Reproduce verbatim the portion of the article on the 1Mind Ministries case that opens with the words containing "Answering to a" and closes with "they plead insanity?".

BEGIN Supplied passage

Answering to a leader called Queen Antoinette, they denied a 16-month-old boy food and water because he did not say "Amen" at mealtimes. After he died, they prayed over his body for days, expecting a resurrection, then packed it into a suitcase with mothballs. They left it in a shed in Philadelphia, where it remained for a year before detectives found it last spring.This was all discovered last year, but it's in the news again because the mother and four other members of 1Mind Ministries are currently being tried for murder. Which raises the question: could they plead insanity?
When this story appeared on Friendly Atheist and Pharyngula, many people were quick to comment on the close relationship between religion and delusion. For example:
Psychiatrists who evaluated Ramkissoon [the mother] at the request of a judge concluded that she was not criminally insane. Her attorney, Steven Silverman, said the doctors found that her beliefs were indistinguishable from religious beliefs, in part because they were shared by those around her.

END Supplied passage
BEGIN Dataset content

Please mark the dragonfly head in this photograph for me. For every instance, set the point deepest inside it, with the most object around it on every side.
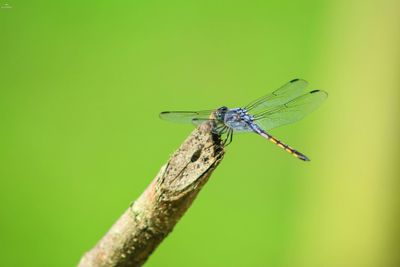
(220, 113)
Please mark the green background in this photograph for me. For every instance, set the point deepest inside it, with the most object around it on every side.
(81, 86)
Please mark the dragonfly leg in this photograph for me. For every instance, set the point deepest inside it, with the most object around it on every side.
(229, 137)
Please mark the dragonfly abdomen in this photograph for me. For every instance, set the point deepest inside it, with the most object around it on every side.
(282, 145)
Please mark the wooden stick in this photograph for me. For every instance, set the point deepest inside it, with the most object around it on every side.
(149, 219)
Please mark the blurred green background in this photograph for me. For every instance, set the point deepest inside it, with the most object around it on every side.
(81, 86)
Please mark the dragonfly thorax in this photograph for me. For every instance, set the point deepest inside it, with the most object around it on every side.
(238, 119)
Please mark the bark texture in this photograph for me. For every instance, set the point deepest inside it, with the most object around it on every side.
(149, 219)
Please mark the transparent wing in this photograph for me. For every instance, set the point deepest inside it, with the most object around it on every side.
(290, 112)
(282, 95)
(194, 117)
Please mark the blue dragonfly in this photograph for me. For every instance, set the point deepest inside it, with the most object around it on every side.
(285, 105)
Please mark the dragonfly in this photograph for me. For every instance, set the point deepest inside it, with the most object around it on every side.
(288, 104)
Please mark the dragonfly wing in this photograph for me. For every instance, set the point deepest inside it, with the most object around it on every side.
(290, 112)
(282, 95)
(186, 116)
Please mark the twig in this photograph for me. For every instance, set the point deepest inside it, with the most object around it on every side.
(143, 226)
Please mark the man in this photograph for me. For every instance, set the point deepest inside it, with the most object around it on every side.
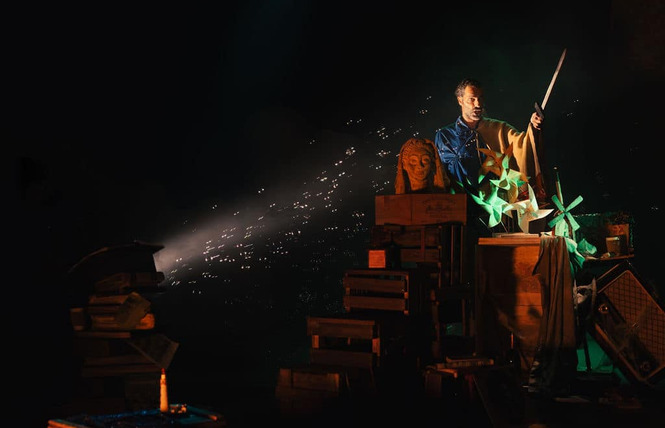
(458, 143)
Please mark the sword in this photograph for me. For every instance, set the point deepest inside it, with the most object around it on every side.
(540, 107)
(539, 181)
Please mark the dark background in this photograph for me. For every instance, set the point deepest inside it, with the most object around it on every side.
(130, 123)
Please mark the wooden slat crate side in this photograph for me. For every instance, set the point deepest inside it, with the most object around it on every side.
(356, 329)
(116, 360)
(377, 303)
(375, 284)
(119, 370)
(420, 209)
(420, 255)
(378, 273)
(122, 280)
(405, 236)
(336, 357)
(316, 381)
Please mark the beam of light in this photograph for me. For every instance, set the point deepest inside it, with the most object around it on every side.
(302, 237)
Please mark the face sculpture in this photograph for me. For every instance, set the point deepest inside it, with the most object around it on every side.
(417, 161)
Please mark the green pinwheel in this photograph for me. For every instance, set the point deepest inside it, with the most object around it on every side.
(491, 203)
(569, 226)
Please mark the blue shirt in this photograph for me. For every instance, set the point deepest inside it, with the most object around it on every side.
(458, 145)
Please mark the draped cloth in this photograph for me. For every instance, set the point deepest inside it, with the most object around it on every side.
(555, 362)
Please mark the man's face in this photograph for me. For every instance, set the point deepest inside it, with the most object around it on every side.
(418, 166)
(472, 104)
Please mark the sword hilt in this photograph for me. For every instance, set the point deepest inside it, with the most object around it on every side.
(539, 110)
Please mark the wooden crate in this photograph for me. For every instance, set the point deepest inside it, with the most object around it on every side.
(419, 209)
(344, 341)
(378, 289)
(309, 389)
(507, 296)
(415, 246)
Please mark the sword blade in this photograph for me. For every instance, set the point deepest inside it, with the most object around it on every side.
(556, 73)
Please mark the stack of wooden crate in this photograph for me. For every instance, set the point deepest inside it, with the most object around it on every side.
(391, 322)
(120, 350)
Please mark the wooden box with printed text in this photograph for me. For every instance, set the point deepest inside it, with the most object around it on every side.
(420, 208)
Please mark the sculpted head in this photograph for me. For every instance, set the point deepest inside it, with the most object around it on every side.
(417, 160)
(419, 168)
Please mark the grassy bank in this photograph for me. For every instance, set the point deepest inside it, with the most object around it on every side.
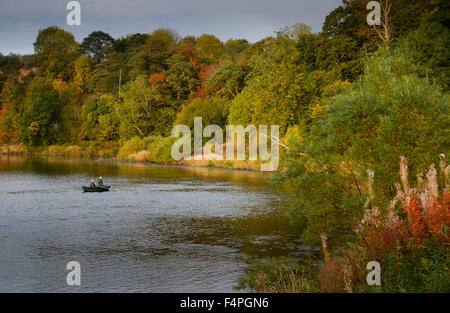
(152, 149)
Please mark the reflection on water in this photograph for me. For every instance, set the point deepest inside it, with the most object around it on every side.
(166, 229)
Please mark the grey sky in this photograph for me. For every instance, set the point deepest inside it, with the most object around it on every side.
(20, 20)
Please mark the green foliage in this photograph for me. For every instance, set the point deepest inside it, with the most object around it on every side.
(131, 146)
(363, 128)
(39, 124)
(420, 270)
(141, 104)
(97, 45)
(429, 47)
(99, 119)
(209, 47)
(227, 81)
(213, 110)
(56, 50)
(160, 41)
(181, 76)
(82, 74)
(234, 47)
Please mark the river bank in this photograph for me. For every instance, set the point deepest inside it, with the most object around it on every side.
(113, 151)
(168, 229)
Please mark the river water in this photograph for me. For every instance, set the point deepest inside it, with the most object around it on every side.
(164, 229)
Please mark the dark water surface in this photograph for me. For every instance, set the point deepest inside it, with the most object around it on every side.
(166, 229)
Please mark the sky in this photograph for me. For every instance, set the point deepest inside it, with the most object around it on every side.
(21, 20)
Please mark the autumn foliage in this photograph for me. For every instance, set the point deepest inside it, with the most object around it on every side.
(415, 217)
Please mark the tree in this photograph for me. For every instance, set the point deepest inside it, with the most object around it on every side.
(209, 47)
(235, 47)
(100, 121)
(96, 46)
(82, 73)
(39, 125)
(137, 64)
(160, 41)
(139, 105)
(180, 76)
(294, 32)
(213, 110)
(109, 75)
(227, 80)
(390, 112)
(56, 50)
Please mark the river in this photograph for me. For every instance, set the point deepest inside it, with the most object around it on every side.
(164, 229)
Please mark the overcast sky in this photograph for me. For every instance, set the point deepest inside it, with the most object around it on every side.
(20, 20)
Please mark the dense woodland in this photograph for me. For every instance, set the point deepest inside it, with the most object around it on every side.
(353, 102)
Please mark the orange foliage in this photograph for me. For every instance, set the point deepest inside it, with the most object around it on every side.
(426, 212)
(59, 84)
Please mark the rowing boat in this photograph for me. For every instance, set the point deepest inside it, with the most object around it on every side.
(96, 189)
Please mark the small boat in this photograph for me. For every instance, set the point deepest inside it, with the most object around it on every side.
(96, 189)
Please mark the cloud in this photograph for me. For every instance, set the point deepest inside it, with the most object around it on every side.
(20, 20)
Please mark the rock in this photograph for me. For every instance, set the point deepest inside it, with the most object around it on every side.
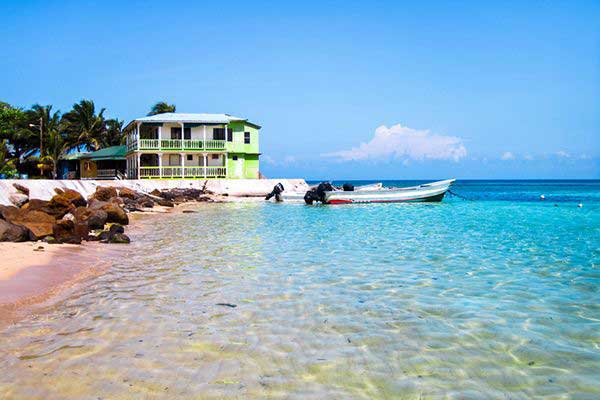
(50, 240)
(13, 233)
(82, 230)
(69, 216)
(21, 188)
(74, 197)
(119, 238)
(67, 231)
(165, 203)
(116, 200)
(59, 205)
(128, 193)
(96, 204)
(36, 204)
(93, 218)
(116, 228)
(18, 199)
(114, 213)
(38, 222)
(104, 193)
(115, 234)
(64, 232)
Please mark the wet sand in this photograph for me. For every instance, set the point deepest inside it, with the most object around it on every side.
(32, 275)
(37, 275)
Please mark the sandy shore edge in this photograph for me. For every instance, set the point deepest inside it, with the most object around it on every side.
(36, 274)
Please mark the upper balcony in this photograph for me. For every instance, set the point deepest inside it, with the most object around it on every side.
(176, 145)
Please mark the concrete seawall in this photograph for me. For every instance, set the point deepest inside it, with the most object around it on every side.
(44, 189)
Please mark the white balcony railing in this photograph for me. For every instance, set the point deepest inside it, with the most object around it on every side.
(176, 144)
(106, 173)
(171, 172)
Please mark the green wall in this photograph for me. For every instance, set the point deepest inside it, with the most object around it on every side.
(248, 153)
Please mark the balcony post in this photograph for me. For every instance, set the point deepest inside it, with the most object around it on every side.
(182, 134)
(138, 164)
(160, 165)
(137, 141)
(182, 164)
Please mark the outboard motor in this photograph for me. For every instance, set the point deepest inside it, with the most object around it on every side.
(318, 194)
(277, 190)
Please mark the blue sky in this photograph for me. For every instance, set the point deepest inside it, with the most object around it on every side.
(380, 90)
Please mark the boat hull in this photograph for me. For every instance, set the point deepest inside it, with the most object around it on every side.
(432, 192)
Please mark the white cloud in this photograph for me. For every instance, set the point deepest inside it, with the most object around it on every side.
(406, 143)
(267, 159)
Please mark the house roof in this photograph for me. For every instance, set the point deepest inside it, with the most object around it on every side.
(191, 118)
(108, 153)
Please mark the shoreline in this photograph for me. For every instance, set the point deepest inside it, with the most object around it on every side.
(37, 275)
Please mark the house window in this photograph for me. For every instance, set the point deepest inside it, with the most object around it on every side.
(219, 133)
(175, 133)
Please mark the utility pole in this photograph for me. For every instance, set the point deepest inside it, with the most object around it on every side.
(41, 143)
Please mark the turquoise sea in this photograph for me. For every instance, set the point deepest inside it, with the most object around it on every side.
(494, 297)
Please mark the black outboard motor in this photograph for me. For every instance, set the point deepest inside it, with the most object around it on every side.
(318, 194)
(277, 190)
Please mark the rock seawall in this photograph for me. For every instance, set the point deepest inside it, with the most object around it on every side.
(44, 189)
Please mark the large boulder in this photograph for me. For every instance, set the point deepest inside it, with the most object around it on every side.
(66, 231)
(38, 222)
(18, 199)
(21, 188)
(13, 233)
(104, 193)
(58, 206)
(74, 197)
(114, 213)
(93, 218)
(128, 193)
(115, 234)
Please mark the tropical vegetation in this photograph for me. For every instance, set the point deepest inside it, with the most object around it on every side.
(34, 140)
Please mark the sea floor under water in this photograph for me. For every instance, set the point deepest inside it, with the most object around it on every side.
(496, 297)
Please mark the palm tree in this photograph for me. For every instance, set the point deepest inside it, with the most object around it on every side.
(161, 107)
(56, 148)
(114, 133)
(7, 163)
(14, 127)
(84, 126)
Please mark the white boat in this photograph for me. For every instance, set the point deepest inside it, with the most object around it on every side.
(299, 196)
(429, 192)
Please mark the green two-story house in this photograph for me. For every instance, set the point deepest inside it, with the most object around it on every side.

END Dataset content

## Exercise result
Answering to a leader called Queen Antoinette, they denied a 16-month-old boy food and water because he did not say "Amen" at mealtimes. After he died, they prayed over his body for days, expecting a resurrection, then packed it into a suitcase with mothballs. They left it in a shed in Philadelphia, where it remained for a year before detectives found it last spring.This was all discovered last year, but it's in the news again because the mother and four other members of 1Mind Ministries are currently being tried for murder. Which raises the question: could they plead insanity?